• _REQUEST_
Would you output the whole listing below, exactly as it reads?

══════

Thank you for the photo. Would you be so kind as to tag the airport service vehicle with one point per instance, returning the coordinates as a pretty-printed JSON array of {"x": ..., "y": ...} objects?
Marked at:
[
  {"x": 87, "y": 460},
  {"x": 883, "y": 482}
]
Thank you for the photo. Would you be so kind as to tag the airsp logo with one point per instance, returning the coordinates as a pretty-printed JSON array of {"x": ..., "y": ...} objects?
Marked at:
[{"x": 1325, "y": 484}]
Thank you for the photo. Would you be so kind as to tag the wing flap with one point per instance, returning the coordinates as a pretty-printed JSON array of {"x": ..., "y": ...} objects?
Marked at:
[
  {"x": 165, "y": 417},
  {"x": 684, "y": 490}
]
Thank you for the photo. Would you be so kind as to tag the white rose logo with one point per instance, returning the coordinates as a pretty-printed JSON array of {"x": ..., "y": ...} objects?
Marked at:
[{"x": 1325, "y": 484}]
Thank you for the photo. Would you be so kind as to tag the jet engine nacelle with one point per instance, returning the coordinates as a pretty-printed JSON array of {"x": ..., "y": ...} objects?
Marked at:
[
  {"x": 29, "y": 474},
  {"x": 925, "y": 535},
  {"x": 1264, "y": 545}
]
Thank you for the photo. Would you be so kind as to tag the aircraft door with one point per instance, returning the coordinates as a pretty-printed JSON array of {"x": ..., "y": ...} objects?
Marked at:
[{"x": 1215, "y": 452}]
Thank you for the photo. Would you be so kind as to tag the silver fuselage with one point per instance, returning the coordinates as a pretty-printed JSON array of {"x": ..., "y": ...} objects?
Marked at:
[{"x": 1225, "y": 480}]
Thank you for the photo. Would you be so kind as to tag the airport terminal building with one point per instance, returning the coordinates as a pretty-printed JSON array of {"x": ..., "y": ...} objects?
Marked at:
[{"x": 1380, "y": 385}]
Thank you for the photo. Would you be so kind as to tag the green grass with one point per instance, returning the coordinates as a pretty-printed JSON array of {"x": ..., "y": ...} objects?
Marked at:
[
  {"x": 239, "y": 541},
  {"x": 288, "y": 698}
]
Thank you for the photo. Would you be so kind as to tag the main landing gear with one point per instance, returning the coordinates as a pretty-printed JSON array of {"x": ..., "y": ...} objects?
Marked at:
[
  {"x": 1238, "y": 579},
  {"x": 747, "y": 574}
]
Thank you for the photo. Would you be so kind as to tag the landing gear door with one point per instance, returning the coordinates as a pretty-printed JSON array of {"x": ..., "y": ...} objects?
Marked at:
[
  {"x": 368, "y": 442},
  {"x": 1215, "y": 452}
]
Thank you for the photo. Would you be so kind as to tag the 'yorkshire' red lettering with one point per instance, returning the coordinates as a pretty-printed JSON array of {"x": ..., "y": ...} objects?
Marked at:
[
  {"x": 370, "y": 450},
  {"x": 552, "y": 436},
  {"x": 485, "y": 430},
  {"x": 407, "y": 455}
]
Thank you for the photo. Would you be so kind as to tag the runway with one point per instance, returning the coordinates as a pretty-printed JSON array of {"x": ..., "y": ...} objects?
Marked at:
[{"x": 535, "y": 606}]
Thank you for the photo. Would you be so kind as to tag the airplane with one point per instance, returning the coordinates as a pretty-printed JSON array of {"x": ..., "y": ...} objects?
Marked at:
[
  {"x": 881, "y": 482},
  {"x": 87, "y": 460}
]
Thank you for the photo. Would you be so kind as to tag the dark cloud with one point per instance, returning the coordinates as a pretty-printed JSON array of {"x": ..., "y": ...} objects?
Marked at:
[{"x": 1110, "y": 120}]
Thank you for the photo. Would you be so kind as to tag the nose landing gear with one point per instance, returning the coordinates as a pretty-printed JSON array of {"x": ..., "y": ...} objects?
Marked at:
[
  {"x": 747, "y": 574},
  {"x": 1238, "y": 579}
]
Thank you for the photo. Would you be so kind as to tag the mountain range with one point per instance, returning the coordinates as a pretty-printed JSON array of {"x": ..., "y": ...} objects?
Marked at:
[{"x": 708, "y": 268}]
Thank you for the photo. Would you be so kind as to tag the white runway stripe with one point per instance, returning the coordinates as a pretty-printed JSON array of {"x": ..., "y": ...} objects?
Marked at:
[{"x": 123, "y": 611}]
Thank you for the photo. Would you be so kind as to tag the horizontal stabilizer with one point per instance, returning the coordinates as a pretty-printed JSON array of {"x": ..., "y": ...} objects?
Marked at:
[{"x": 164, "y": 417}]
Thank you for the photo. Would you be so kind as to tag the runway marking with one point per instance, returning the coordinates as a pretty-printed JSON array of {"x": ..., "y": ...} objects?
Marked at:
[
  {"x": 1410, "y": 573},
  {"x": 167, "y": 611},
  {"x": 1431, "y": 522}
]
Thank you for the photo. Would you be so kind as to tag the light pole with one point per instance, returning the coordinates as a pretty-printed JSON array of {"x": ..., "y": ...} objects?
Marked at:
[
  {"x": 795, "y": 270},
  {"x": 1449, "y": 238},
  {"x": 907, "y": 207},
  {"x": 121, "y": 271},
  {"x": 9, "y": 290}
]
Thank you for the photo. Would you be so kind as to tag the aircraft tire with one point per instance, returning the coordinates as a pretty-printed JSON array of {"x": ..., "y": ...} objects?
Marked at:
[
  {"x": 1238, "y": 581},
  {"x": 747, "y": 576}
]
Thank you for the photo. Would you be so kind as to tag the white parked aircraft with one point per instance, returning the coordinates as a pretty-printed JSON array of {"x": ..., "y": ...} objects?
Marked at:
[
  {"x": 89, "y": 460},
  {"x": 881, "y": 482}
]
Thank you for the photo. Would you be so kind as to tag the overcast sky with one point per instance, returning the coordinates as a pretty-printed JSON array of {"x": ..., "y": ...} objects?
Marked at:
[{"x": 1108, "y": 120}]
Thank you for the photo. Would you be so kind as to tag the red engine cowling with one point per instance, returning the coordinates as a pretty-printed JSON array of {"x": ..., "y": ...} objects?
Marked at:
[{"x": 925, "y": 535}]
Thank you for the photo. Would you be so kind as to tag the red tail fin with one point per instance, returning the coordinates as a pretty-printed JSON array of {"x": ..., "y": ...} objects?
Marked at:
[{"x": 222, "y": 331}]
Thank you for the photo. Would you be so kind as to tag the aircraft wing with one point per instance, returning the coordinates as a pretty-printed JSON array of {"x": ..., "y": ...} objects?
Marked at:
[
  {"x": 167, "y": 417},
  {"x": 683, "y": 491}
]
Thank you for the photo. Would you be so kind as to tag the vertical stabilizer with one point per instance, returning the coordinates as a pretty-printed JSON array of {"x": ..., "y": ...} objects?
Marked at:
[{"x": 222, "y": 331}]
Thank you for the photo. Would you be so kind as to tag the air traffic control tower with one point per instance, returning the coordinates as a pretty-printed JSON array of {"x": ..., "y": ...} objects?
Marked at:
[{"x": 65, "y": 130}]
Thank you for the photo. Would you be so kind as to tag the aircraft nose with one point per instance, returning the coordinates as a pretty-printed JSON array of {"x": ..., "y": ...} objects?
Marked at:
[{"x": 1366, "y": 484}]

══════

• _EXERCISE OUTPUT_
Thank you for the photo. Would you be so kind as to tag the airport service vehicle with one point per instance, returning the coordinates as a pretty-printed JSON array of {"x": ..., "y": ...} objects?
Marked at:
[
  {"x": 87, "y": 460},
  {"x": 883, "y": 482}
]
Thank you for the photo. Would you be so kind as to tag the airsp logo with one point per instance, returning the coordinates as a pretty-printed JSON array of {"x": ..., "y": ...} objects?
Marked at:
[{"x": 1325, "y": 484}]
Thank you for the photo. Would you be so kind as to tag the wing flap with one point per instance, returning the coordinates as a pretty-printed JSON array of {"x": ..., "y": ...} objects?
Marked at:
[
  {"x": 165, "y": 417},
  {"x": 684, "y": 490}
]
Thank you for the photo. Would you be so kind as to tag the white rose logo with one point per instance, returning the coordinates as a pretty-printed JSON array of {"x": ..., "y": ...} objects?
Marked at:
[{"x": 1325, "y": 484}]
Thank you for the photo. Would you be so kind as to tag the jet engine nacelle with one point per instance, returning the coordinates as a pretty-printed JSON array of {"x": ..., "y": ...} objects?
Marked at:
[
  {"x": 29, "y": 474},
  {"x": 925, "y": 535},
  {"x": 1264, "y": 545}
]
Thank you for the photo. Would you be so kind as to tag the aircraft door with one point per instance, returning the coordinates as a pretty-printed JSON array of {"x": ..., "y": ...} objects?
Marked at:
[{"x": 1215, "y": 452}]
Thank you for the photo. Would you be so kind as to tag the silver fuselage with one point per instance, returning the coordinates as a pretty-printed JSON array of {"x": ..., "y": ...} objects?
Marked at:
[{"x": 1225, "y": 480}]
Thank you for the photo. Would you be so kind as to tag the airport terminal building with one point per instance, returning the coordinates as a pretty-printed JSON array of {"x": ..., "y": ...} objects?
Marked at:
[{"x": 1380, "y": 385}]
Thank you for the photo. Would you be so kind as to tag the green grass with one point per instance, returning the coordinates as a pretty-printed JSON array of {"x": ..., "y": ...} objects?
Marked at:
[
  {"x": 239, "y": 541},
  {"x": 288, "y": 698}
]
Thank you for the photo. Would you be so kind as to tag the main landing gear with one point per instance, returning the coordinates as a pretty-printed JSON array of {"x": ..., "y": ...} objects?
Marked at:
[
  {"x": 1238, "y": 579},
  {"x": 747, "y": 574}
]
Thank you for the photo. Would you be so kind as to tag the landing gear door with one point per instance, returning the coordinates as a pretty-printed JSON array of {"x": ..., "y": ...} objects?
Marked at:
[
  {"x": 368, "y": 442},
  {"x": 1215, "y": 452}
]
Thank you for the photo. Would you be so kind as to tag the 'yorkshire' red lettering with one point per instance, returning the coordinates as a pretty-printed JSON array of {"x": ..., "y": ...} objects?
Marked at:
[
  {"x": 370, "y": 450},
  {"x": 552, "y": 436},
  {"x": 485, "y": 430},
  {"x": 407, "y": 455}
]
Thank you for the photo. Would you be so kind as to tag the runway with one point per instance, returning the coordinates as a pretty-printed JSON array of {"x": ..., "y": ...} objects?
Marked at:
[{"x": 535, "y": 606}]
Thank you for the photo. Would you be so kind as to tag the airplane with one point per instance, returning the coordinates as a pretty-printed JSON array of {"x": ..., "y": ...} objects?
Marked at:
[
  {"x": 881, "y": 482},
  {"x": 87, "y": 460}
]
Thank you for the photo. Would you be so kind as to tag the dark cloud with one point per instance, returning the coordinates as a pretty-printed JSON array of {"x": ..., "y": ...} objects?
Marked at:
[{"x": 1110, "y": 120}]
Thank you for the photo. Would you be so kind as to tag the nose landing gear with one point per instance, returning the coordinates as a pretty-printed JSON array of {"x": ..., "y": ...} objects?
Marked at:
[
  {"x": 747, "y": 574},
  {"x": 1238, "y": 579}
]
Thank you for the photo. Would you be so kind as to tag the mountain range with one point per instance, returning the coordinates as a pretty-printed JSON array of {"x": ..., "y": ...} objects?
Marked at:
[{"x": 708, "y": 268}]
Thank you for the photo. Would you be so kind as to tag the white runway stripe with one point per instance, returning the coordinates as a pretty-printed JSON array of {"x": ..., "y": ...} objects?
Marked at:
[{"x": 123, "y": 611}]
Thank you for the photo. Would you be so kind as to tag the horizontal stabilizer with one point per instance, returning the coordinates as a pretty-printed JSON array of {"x": ..., "y": ...} objects?
Marked at:
[{"x": 164, "y": 417}]
Thank you for the photo. Would you be so kind as to tag the runway marking with one point per instance, returning the coordinates as a pretty-printed JSON array of {"x": ..., "y": ...} objects?
Marked at:
[
  {"x": 1410, "y": 573},
  {"x": 167, "y": 611},
  {"x": 1431, "y": 522}
]
Thank you for the photo. Would you be so kind as to tag the light pole with one point per instance, returning the coordinates as a pretty-printed JSON array of {"x": ..., "y": ...} objects?
Marked at:
[
  {"x": 795, "y": 270},
  {"x": 1449, "y": 238},
  {"x": 907, "y": 207},
  {"x": 121, "y": 271},
  {"x": 9, "y": 290}
]
Thank you for the photo. Would you be so kind as to tag the aircraft tire with one point per instance, returning the coordinates as a pretty-printed JSON array of {"x": ..., "y": ...} objects?
Marked at:
[
  {"x": 1238, "y": 581},
  {"x": 747, "y": 576}
]
Thank you for the photo. Would you be so kind as to tag the white parked aircraft with one point per instance, returning the coordinates as a pretty-printed JSON array of {"x": ..., "y": ...} objects?
Marked at:
[
  {"x": 89, "y": 460},
  {"x": 881, "y": 482}
]
Thank you for the photo. Would you be so kind as to tag the overcast sky with one point per instance, returning the coordinates as a pretty-printed JSON array of {"x": ..., "y": ...} objects?
Marked at:
[{"x": 1108, "y": 120}]
Thank you for the photo. Would you be so kind as to tag the red engine cowling with one point per instance, returning the coordinates as a pretty-printed JSON array of {"x": ..., "y": ...} objects?
Marked at:
[{"x": 925, "y": 535}]
Thank you for the photo. Would you be so kind as to tag the red tail fin with one point per instance, returning the coordinates as a pretty-printed JSON array of {"x": ..., "y": ...} objects?
Marked at:
[{"x": 222, "y": 331}]
Thank you for the photo. Would you be so kind as to tag the aircraft wing with one point per instance, returning the coordinates as a pretty-printed JSON array of {"x": ..., "y": ...} objects?
Marked at:
[
  {"x": 167, "y": 417},
  {"x": 683, "y": 491}
]
Thank you for the photo. Would you be so kind as to tag the vertical stabilizer with one point per instance, returning the coordinates as a pretty-printed JSON array of {"x": ..., "y": ...} objects?
Marked at:
[{"x": 222, "y": 331}]
Thank you for the photo. Would you be so kind as to tag the air traffic control tower with one point per instance, returning the coordinates as a pretty-printed JSON array of {"x": ..., "y": ...} objects?
Marked at:
[{"x": 65, "y": 130}]
Thank you for the photo. Would you be so kind as to tag the aircraft nose with one point per instance, returning the coordinates as a pretty-printed JSON array of {"x": ..., "y": ...} objects?
Marked at:
[{"x": 1366, "y": 484}]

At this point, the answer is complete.